TASK GOAL
Below this line is a set of entries; quote exactly the lines from the line that contains "Query: brick chimney" to the line that contains "like [582, 218].", both lines included.

Region pointing data
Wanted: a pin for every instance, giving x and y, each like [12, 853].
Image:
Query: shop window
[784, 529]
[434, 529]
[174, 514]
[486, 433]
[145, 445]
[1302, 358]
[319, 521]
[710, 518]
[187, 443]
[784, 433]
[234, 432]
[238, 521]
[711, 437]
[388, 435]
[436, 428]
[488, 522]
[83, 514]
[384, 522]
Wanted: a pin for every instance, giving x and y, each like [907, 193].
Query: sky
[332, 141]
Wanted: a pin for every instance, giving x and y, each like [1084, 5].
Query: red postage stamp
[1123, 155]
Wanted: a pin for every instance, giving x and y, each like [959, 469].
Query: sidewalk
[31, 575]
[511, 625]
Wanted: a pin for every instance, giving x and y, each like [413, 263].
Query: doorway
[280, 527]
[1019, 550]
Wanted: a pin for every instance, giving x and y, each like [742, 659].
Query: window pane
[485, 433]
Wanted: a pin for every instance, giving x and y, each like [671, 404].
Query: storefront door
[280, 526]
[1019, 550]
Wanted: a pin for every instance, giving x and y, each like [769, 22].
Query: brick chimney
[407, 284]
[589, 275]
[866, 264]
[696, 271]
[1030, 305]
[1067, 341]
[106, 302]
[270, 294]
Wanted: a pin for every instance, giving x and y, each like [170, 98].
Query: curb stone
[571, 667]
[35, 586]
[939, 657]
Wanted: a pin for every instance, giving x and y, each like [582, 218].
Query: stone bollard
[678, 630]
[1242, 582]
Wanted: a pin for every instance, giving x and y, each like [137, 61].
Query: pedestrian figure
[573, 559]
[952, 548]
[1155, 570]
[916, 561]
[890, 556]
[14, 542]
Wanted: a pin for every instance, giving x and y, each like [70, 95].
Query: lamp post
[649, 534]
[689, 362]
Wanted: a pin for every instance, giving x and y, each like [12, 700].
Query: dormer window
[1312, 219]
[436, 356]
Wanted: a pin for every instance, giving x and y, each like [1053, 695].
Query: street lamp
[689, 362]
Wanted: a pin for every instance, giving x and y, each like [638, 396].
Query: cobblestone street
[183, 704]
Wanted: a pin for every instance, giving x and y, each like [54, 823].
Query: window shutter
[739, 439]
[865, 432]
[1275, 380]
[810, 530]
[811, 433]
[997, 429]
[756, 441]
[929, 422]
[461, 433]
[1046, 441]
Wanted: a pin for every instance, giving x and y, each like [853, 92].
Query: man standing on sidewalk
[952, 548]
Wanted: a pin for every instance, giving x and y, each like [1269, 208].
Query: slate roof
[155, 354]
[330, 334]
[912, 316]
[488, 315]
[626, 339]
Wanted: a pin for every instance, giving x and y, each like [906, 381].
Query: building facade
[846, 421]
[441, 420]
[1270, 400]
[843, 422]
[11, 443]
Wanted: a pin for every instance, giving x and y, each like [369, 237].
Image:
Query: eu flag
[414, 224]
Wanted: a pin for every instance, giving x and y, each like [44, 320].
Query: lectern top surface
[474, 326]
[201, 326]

OUTPUT OF THE EXERCISE
Query: brick chimney
[407, 284]
[589, 275]
[866, 264]
[696, 271]
[1030, 305]
[1067, 341]
[106, 302]
[270, 294]
Wanted: a pin for every instance, giving x and y, each like [170, 98].
Query: curb stone
[571, 667]
[35, 586]
[939, 657]
Wanted: a pin for every instance, giving x and y, each like [582, 218].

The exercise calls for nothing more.